Work to complete
Take every line from the material that has the word "blue" in it.

------------------------------------------------

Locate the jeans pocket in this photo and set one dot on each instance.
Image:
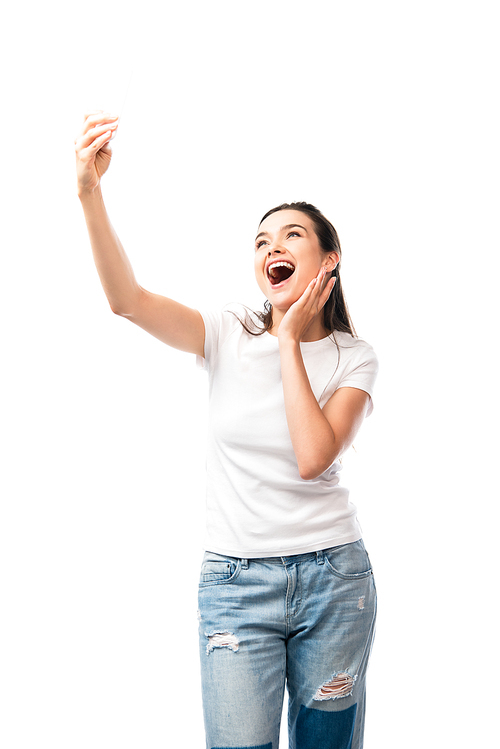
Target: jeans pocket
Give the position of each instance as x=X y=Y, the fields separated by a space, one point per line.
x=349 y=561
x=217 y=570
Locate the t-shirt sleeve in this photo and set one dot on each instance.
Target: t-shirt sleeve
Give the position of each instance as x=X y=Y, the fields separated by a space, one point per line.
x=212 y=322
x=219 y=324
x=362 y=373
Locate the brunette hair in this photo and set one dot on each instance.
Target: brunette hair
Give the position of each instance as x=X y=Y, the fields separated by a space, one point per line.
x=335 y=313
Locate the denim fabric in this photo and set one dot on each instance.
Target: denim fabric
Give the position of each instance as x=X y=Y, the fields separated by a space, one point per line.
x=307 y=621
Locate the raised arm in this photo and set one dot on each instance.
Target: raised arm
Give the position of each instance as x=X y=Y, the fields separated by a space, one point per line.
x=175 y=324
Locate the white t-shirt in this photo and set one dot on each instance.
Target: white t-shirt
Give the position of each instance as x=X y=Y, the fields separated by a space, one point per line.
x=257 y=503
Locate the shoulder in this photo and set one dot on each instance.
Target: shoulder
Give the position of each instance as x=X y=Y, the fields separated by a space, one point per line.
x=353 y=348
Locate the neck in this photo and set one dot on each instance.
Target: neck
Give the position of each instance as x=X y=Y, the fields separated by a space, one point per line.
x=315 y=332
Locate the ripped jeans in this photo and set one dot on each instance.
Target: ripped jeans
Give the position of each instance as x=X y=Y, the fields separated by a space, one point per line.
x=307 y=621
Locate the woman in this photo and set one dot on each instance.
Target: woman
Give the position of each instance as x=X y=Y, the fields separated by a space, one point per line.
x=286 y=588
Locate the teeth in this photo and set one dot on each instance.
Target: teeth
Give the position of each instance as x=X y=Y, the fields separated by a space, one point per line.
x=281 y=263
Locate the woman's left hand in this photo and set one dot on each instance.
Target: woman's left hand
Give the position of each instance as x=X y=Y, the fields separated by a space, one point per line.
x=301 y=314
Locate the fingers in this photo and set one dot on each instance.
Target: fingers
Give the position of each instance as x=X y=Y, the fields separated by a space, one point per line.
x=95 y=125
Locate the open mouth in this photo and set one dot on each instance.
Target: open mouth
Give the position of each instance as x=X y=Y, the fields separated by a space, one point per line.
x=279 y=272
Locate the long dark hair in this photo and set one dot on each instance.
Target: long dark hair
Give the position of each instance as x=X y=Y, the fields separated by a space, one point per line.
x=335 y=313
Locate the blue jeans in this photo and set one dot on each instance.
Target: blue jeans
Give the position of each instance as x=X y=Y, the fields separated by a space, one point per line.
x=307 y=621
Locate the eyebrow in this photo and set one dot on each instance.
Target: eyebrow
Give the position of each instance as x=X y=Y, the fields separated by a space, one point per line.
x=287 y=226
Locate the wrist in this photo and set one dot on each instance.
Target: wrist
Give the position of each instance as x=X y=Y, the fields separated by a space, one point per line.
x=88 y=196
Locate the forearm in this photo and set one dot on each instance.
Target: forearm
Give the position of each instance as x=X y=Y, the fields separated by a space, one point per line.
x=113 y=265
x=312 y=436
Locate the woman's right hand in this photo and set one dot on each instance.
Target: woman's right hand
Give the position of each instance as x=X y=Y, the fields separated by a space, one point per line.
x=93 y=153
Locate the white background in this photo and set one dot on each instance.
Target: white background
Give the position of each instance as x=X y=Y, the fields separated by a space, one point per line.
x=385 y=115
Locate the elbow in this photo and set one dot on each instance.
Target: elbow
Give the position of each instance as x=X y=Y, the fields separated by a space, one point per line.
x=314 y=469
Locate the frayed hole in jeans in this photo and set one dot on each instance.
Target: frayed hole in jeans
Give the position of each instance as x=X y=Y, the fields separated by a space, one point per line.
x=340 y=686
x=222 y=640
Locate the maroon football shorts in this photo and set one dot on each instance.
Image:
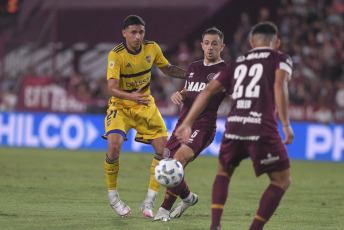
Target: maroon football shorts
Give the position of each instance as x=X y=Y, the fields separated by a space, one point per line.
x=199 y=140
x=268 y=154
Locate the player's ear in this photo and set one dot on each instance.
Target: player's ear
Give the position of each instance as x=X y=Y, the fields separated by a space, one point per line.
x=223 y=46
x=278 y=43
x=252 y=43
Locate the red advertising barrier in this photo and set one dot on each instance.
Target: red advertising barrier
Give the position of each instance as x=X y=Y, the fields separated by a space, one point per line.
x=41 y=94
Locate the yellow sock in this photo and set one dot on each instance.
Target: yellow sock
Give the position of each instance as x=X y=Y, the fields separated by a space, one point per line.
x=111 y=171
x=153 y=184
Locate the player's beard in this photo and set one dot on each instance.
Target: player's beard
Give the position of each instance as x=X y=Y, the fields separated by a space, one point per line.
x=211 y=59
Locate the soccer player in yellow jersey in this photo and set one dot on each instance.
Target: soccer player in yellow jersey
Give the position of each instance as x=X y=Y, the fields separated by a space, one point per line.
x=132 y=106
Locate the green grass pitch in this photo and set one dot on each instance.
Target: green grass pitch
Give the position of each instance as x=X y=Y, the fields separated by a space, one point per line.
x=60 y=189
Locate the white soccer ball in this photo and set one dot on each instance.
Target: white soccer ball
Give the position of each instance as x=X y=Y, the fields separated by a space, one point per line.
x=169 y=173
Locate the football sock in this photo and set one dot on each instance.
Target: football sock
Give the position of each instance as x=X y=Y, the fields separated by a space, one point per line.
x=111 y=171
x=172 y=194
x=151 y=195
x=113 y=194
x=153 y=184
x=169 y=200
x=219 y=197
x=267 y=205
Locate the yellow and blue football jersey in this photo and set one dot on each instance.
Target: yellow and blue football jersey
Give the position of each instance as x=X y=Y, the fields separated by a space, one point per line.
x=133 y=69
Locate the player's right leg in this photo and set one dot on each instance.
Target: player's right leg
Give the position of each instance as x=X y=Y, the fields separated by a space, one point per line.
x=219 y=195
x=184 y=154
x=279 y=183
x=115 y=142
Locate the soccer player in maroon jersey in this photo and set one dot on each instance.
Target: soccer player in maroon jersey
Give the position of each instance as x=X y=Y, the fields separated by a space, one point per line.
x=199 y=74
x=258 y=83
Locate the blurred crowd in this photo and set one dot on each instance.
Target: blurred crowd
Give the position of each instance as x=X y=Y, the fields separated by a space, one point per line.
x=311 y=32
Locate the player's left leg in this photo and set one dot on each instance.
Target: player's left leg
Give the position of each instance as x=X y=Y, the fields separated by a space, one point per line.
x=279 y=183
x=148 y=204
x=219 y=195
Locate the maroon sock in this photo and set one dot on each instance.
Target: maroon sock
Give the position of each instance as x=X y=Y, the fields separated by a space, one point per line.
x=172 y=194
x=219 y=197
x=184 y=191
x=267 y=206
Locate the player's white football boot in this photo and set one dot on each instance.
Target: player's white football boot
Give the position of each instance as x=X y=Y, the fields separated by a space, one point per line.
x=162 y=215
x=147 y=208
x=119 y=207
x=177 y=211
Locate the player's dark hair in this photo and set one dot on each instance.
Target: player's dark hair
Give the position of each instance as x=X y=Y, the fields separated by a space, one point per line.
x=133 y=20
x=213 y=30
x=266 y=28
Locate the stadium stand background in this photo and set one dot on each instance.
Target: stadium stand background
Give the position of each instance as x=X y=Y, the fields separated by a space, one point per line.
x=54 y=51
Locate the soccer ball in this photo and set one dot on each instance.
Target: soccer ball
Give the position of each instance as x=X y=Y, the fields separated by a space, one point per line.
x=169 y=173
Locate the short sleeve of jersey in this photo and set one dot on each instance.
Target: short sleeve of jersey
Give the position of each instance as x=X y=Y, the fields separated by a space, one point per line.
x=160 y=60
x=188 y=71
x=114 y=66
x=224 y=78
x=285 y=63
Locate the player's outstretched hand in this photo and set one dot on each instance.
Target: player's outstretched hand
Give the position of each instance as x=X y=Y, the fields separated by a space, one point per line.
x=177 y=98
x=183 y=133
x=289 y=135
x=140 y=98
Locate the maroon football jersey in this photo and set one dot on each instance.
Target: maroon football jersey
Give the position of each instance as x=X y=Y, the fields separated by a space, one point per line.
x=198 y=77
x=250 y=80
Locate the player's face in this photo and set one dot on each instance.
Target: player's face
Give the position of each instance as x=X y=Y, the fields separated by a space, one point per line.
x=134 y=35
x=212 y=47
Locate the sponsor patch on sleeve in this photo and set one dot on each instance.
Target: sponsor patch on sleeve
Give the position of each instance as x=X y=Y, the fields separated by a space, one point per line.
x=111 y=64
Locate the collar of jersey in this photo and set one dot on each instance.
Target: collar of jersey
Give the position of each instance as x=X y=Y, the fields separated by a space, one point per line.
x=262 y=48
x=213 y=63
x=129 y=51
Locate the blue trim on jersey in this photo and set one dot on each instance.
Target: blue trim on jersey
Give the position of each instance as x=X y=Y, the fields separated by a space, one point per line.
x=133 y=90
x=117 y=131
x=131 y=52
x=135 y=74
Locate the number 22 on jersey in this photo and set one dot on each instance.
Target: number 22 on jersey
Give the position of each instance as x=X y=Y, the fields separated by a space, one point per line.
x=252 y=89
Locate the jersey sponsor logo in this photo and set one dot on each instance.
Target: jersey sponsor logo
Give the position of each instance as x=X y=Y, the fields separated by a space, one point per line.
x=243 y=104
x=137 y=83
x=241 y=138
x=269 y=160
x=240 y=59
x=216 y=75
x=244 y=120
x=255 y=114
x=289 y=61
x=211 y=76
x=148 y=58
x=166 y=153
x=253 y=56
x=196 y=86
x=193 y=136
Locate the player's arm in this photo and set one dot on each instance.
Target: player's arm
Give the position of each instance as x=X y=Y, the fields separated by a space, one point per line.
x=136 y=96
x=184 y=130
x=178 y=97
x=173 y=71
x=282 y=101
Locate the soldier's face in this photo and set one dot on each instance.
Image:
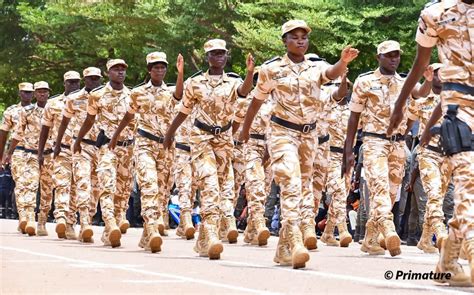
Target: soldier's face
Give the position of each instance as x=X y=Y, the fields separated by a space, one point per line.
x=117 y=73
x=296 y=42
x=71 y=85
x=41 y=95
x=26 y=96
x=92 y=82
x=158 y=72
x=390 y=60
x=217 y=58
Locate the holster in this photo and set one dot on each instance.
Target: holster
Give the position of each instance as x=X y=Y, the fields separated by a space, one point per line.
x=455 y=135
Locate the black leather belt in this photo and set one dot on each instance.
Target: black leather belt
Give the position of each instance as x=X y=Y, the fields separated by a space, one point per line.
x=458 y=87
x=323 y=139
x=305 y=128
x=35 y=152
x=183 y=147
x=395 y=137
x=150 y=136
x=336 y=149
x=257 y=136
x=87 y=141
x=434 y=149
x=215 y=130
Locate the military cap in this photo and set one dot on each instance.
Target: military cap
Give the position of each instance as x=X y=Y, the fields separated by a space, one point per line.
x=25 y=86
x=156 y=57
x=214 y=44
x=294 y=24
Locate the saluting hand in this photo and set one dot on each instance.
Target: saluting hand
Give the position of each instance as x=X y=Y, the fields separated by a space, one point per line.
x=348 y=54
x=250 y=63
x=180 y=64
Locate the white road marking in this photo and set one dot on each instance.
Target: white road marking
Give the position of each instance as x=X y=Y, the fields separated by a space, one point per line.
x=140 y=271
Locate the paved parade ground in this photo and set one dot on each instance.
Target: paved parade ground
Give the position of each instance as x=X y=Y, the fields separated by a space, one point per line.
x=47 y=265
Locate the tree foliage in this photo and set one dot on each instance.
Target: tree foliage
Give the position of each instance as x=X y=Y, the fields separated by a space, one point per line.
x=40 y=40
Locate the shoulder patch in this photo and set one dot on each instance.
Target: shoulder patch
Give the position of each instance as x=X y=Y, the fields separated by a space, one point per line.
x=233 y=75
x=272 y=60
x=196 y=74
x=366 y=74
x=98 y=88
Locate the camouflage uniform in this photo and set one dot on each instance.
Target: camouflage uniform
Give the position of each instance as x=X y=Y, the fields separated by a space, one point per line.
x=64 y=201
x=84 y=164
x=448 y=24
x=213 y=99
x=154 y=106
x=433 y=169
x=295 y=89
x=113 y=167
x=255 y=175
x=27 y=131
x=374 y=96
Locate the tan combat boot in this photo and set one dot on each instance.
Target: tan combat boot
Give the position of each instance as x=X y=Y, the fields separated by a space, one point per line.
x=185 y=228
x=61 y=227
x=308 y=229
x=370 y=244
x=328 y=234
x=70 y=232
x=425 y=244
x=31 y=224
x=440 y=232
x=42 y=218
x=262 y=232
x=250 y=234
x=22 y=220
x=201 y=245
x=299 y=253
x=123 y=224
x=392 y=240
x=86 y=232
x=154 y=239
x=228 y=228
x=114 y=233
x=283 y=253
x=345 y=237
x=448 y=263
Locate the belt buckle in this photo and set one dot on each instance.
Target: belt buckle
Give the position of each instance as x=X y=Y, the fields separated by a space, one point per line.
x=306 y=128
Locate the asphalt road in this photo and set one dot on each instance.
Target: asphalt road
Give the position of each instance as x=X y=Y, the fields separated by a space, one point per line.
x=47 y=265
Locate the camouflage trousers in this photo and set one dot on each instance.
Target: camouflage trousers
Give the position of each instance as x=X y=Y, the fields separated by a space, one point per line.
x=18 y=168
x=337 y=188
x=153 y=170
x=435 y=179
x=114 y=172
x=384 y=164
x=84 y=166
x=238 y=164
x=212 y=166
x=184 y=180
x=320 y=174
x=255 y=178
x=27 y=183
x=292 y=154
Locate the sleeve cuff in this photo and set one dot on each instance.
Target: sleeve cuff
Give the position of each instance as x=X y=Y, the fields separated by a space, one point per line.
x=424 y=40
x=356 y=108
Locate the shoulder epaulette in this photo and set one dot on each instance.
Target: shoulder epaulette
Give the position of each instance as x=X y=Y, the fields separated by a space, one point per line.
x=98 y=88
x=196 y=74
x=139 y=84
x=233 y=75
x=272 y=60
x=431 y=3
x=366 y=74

------------------------------------------------

Task result
Locate the blue jeans in this photo and set one dot on each instance.
Target: blue jeans
Locate the yellow and blue football jersey in this photo and set one dot on each instance.
Target: yellow and blue football jersey
Locate the blue trim on jersey in this photo and set one dot on each instance.
Target: blue trim on jersey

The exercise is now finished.